**PROBLEM TO SOLVE:**
Update the rows from the start up to and including the line with "left=0, top=41, right=13, bottom=55", changing "green leaf" to "oak leaf". Keep everything else the same.

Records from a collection
-------------------------

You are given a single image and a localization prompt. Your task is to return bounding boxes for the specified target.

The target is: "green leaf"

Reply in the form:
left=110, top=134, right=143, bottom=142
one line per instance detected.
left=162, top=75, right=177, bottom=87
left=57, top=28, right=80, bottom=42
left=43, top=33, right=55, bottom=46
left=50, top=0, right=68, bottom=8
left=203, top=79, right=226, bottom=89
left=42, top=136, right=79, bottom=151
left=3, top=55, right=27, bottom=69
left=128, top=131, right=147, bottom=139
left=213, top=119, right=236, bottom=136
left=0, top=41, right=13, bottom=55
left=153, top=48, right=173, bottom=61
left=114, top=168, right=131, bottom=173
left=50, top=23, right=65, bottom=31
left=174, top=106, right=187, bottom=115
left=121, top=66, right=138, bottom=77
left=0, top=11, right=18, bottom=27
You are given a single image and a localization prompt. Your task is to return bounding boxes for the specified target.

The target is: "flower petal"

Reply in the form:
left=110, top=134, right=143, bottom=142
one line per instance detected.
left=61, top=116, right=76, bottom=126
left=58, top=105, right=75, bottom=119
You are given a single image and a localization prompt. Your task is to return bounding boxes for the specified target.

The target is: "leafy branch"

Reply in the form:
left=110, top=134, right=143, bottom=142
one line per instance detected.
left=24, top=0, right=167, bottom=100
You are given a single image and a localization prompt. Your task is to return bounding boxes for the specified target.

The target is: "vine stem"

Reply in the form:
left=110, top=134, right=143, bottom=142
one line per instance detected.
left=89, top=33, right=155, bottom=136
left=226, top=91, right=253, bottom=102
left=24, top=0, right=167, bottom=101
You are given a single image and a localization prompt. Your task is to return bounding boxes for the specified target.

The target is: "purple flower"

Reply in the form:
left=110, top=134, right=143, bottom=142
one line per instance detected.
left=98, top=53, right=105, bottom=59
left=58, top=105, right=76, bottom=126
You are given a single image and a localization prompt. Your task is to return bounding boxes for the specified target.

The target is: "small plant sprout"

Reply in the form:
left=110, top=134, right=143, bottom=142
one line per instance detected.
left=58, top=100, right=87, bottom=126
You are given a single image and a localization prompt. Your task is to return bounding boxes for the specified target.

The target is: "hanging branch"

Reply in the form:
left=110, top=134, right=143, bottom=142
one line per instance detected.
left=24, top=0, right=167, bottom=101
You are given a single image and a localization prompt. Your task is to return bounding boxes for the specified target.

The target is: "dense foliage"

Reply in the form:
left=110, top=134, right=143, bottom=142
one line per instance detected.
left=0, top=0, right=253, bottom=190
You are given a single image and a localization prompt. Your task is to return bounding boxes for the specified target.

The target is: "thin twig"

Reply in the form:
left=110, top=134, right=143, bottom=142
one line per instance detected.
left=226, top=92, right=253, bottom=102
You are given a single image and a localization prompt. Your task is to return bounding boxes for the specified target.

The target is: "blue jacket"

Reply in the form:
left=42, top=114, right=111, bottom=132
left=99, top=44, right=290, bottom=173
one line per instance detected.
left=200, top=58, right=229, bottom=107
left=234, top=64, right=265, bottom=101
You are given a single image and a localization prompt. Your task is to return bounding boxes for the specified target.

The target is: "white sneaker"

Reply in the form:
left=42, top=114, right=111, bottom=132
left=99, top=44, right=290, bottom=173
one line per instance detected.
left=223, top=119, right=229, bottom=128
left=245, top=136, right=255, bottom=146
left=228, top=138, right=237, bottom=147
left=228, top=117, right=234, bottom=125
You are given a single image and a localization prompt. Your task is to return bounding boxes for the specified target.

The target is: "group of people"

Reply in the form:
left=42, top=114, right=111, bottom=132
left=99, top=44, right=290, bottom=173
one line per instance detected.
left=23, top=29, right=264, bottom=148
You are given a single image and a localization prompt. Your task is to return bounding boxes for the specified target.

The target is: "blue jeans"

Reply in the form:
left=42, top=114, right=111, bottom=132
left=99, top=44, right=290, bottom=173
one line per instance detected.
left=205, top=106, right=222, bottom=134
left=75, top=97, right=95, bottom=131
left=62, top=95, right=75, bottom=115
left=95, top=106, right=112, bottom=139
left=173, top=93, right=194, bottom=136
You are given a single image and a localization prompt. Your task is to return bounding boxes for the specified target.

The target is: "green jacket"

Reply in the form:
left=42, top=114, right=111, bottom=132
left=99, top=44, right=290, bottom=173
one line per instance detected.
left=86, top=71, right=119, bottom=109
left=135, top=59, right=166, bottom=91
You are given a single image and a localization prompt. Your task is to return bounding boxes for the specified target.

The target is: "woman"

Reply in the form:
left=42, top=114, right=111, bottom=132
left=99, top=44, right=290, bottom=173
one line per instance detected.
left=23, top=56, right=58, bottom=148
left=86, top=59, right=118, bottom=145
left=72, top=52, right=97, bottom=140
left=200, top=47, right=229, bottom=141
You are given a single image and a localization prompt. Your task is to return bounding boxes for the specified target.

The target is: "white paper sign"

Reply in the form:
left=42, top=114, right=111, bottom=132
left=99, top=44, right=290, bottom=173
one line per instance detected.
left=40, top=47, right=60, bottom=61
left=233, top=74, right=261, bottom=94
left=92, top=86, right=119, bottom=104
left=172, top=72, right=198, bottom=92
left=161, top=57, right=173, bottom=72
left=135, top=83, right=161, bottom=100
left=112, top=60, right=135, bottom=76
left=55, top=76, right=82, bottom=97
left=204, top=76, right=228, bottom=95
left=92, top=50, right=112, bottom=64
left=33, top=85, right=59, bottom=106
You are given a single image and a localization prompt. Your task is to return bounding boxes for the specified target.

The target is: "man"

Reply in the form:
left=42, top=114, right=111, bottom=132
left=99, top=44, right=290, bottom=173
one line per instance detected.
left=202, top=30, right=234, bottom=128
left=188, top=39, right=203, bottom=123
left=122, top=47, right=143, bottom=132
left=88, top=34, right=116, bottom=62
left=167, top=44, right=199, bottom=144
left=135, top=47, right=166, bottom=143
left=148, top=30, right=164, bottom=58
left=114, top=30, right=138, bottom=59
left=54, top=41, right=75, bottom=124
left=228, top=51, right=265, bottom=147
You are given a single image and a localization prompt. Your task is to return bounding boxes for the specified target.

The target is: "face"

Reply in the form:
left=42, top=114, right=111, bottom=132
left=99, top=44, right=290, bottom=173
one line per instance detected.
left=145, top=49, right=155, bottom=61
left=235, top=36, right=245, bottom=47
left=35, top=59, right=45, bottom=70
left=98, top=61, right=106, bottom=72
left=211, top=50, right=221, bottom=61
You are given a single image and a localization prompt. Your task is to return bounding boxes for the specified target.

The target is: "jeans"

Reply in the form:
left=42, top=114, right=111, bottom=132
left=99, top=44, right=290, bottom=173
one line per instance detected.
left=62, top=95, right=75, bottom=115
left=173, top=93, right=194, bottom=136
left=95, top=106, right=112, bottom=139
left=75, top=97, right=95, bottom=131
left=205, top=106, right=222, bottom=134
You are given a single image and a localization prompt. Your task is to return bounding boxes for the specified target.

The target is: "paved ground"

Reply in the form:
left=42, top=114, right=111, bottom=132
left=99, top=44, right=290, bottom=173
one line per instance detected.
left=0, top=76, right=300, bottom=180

-------------------------

**TASK ANSWER:**
You are given a single image and a localization prompt. Your task is to return bounding boxes for the specified target.

The target is: "oak leaf"

Reply in the form:
left=110, top=134, right=143, bottom=142
one line per instance detected.
left=162, top=75, right=177, bottom=87
left=57, top=28, right=80, bottom=42
left=43, top=33, right=55, bottom=46
left=50, top=0, right=68, bottom=8
left=203, top=79, right=226, bottom=89
left=42, top=136, right=79, bottom=151
left=3, top=55, right=27, bottom=69
left=128, top=131, right=147, bottom=139
left=213, top=119, right=236, bottom=136
left=0, top=41, right=13, bottom=55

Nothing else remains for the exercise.